* YOUR TASK:
Rewrite the entries below, putting "one point for each instance" in place of every "one point per instance" and leaving everything else unchanged.

* THE RECORDS:
===============
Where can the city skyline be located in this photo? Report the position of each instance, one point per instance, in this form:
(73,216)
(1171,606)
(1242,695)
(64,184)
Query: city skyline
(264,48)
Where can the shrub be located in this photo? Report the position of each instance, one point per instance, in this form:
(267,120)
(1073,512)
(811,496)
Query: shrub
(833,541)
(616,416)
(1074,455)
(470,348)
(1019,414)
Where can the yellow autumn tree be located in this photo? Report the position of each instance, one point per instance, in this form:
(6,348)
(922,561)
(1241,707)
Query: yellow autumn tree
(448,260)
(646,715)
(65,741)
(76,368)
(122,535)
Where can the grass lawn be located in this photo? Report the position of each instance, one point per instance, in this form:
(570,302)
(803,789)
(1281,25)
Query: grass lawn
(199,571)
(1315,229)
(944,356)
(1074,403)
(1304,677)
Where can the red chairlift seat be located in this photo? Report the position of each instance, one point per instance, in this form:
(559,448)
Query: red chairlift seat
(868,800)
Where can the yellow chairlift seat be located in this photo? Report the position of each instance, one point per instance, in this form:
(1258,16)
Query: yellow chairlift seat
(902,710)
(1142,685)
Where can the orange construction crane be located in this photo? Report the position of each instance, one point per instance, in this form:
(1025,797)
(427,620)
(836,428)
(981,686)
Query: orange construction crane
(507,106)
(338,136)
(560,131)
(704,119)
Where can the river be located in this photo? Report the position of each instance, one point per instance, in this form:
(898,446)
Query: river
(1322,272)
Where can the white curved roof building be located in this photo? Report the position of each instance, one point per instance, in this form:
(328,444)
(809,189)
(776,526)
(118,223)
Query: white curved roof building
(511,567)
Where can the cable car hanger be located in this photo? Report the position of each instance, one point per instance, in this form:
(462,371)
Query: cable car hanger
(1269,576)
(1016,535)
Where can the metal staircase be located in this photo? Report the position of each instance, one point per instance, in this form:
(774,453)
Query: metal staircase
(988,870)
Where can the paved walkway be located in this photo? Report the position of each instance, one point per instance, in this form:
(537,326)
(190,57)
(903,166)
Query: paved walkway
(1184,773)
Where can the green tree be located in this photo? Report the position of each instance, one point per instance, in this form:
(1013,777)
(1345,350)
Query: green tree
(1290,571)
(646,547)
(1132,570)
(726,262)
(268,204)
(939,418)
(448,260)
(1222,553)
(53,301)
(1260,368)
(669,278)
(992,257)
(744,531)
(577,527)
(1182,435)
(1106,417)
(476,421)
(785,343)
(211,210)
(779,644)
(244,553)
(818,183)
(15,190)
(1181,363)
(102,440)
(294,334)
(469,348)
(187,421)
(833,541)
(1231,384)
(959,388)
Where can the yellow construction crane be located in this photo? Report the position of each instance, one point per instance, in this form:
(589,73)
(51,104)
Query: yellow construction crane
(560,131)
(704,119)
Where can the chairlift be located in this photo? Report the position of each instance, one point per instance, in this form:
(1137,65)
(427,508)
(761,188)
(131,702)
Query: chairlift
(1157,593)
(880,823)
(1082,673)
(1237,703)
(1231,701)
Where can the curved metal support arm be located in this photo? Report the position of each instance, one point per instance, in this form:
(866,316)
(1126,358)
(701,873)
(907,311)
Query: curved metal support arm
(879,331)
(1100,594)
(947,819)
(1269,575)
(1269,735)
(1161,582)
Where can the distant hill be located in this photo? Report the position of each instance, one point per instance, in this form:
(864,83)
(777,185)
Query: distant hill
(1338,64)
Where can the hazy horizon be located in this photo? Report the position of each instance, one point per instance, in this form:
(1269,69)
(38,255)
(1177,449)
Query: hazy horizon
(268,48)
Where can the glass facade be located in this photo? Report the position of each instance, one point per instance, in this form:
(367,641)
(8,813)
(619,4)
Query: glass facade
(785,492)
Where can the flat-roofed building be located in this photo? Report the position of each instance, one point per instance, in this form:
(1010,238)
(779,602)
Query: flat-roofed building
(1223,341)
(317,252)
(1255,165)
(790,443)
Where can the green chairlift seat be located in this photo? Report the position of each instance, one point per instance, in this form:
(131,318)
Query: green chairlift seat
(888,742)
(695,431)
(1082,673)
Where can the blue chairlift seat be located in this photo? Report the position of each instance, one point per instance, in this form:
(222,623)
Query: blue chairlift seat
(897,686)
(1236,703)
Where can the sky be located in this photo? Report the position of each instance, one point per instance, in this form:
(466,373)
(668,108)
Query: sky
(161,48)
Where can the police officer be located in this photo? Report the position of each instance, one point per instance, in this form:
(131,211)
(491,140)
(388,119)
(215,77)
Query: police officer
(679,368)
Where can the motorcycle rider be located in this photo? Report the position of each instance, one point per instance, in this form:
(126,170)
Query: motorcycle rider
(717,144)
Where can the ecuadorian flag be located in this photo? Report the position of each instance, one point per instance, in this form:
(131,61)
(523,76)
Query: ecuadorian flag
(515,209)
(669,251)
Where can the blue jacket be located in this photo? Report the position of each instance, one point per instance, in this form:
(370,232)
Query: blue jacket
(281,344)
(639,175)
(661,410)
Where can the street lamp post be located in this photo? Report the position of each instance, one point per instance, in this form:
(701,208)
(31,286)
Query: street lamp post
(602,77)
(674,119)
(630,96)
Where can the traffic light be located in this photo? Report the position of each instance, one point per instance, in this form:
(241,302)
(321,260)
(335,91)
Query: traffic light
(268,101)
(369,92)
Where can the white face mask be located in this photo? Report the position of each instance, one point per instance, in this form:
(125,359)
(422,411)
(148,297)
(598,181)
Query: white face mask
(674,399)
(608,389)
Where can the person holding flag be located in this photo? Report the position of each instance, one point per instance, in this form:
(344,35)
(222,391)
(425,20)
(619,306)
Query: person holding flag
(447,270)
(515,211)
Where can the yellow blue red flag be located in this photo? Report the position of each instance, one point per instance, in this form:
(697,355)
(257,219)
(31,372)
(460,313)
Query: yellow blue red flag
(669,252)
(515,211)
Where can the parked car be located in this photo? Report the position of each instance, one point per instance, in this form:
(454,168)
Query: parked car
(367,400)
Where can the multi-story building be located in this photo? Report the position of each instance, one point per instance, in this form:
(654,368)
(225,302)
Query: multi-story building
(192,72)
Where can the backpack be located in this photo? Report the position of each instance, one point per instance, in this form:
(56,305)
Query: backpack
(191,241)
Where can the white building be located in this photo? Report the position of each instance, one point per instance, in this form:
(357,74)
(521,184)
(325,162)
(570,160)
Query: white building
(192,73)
===============
* EXERCISE ANSWER:
Where can the city skyline be located in this photo? Report the position of each instance, one point for each instance, in this form:
(73,216)
(1171,606)
(1242,695)
(64,184)
Query: city skyline
(264,48)
Where can the shrub be located in this photo? Report the position of each instance, one point for each instance, in this form:
(267,120)
(1073,512)
(811,496)
Query: shrub
(833,541)
(616,416)
(1074,455)
(470,348)
(1019,414)
Where can the yellow autumn tree be located in this photo? Report the position of each instance, one point for each instance, in this form:
(6,348)
(922,561)
(1241,707)
Query: yellow autumn tree
(448,260)
(646,715)
(65,741)
(76,368)
(122,535)
Where can the grass lawn be located in this photo? Report the position of each instance, one point for each instance, in this form:
(570,302)
(803,789)
(1281,25)
Query: grass lawn
(199,571)
(1315,229)
(944,356)
(1074,403)
(1304,677)
Where can the red chairlift seat be located in this photo? Report the position of each instance, one point for each instance, in this form:
(559,448)
Query: red chairlift seat
(868,800)
Where can the yellow chairlift seat be located in this photo? Report the position of each instance, one point for each instance, in this form:
(1258,16)
Query: yellow chairlift seat
(902,710)
(1142,685)
Where can the orange construction crane be located in this photo? Report the position of each instance, one point for each instance, in this form:
(1025,797)
(427,620)
(836,428)
(981,686)
Query: orange construction crane
(507,106)
(338,136)
(560,131)
(704,119)
Where can the river be located in this photo? Report the position of each instance, one point for each instance, in this form:
(898,446)
Query: river
(1322,272)
Where can the white curved roof building be located in this photo? Report the position of each instance, one point for each instance, in this form:
(328,444)
(809,189)
(776,526)
(118,223)
Query: white curved roof building
(511,567)
Where can the cable car hanger be located in this photo? Report the position of each instance, one point for each instance, in this form:
(462,371)
Query: cable car hanger
(1269,576)
(1016,535)
Where can the metal staircase be located in this photo? Report the position of each instance, one point for each instance, in this form:
(774,453)
Query: metal staircase
(988,870)
Where can the paved walkway be located in this photo? Report the position of each instance, one point for each instance, in this form:
(537,326)
(190,57)
(903,166)
Query: paved walkway
(1184,773)
Where can the green tree be located in this photo? Report the position of each instance, one point for each instance, in this form:
(1013,777)
(1345,350)
Query: green tree
(1290,571)
(646,547)
(1132,570)
(726,262)
(268,204)
(939,418)
(448,260)
(1222,553)
(53,301)
(1260,368)
(669,278)
(992,257)
(744,531)
(577,527)
(1182,435)
(1106,417)
(476,421)
(785,343)
(211,210)
(779,644)
(244,553)
(818,183)
(15,190)
(1181,363)
(102,440)
(294,334)
(469,348)
(187,421)
(833,541)
(1231,384)
(959,388)
Where can the yellow construction crane be located in this photo? Report the position of each instance, one point for each instance, in this form:
(589,73)
(51,104)
Query: yellow construction crane
(560,131)
(704,119)
Where can the chairlift be located in this photo? Report the position of each instance, one point for each instance, in this form:
(1137,65)
(427,508)
(761,188)
(131,702)
Query: chairlift
(1157,593)
(880,823)
(1082,673)
(1237,703)
(1231,701)
Where can the curved metal support arm be located in this photo? Report the position of each instance, one point for each instance, in this form:
(866,316)
(1126,358)
(701,873)
(907,311)
Query: curved metal support arm
(879,331)
(1100,594)
(947,819)
(1269,575)
(1269,735)
(1161,582)
Where can the distant hill be located in this photo? Report the position of each instance, one point for each instance, in this form:
(864,83)
(777,185)
Query: distant hill
(1338,64)
Where can the hazy horizon be located in this photo? Report the position of each instance, one point for each instance, in this form:
(1269,69)
(38,255)
(1177,449)
Query: hazy horizon
(268,48)
Where can the glass facade be located in this photo? Report the position of each instance, one point for each instance, in this form:
(367,641)
(8,813)
(619,4)
Query: glass facade
(785,492)
Where can the flat-roofed building be located in this photo? Report the position of each instance, one point for each instance, in this form:
(1010,238)
(779,602)
Query: flat-roofed building
(1223,341)
(317,252)
(1255,165)
(790,443)
Where can the green chairlift seat be located in this photo? Report the position of each instance, one point for each instance, in this form:
(131,318)
Query: green chairlift seat
(888,742)
(695,431)
(1082,673)
Where can the blue chairlift seat be located in this photo? Report the position of each instance, one point for each instance, in this form:
(222,623)
Query: blue chairlift seat
(897,686)
(1236,703)
Where can the sky be located in this photo? Report the position of each instance, one point for each instance, in this form:
(466,373)
(668,108)
Query: sky
(161,48)
Where can the police officer be located in this photo? Report the position of each instance, one point for each instance, in this form:
(131,211)
(491,140)
(388,119)
(215,77)
Query: police officer
(679,368)
Where can the motorcycle rider be located in this photo? Report the position of each instance, one point for each instance, in this form:
(126,170)
Query: motorcycle rider
(717,144)
Where can the ecuadorian flag be located in this photo? Report the position of each instance, one point for each instance, in this form:
(131,61)
(523,76)
Query: ecuadorian flag
(515,209)
(669,251)
Where can the blue jacket be located in this photo? Report the position of each instance, one point for each instance, in this form:
(370,232)
Query: blue jacket
(281,344)
(639,175)
(661,410)
Where can the street lamp post be located in this photo? Report the position of each instance, one point for each instance, in this form:
(701,208)
(31,286)
Query: street lamp post
(602,77)
(674,119)
(630,96)
Where can the traffic light be located in this photo? Report the position of each instance, one point for each instance, in this form:
(241,302)
(321,260)
(335,91)
Query: traffic light
(268,101)
(369,92)
Where can the white face mask be located in this photo? Report the position of each instance, one point for each instance, in this form:
(125,359)
(422,411)
(148,297)
(598,181)
Query: white face mask
(674,399)
(608,389)
Where can the person holding flag be located in this photo? Report the position of each instance, one point for each instance, in this form:
(344,35)
(222,391)
(425,20)
(619,306)
Query: person holding flag
(447,270)
(515,211)
Where can the yellow blue red flag be located in this photo? Report the position of each instance, one point for each instance, in this form:
(697,355)
(257,219)
(31,372)
(460,313)
Query: yellow blue red flag
(669,252)
(515,211)
Where can the parked car be located in this photo? Report the position of each instance, one point for each instance, in this form:
(454,168)
Query: parked car
(367,400)
Where can the multi-story building be located in this photo? Report the position of each instance, one point for each instance, in this form:
(654,368)
(225,302)
Query: multi-story building
(192,72)
Where can the backpack be located in this photo? Report the position of each instance, one point for each instance, in this form:
(56,305)
Query: backpack
(191,241)
Where can the white building be located in this photo? Report the position of each instance, one point for each instance, in this form:
(357,74)
(521,184)
(325,162)
(570,160)
Query: white building
(192,73)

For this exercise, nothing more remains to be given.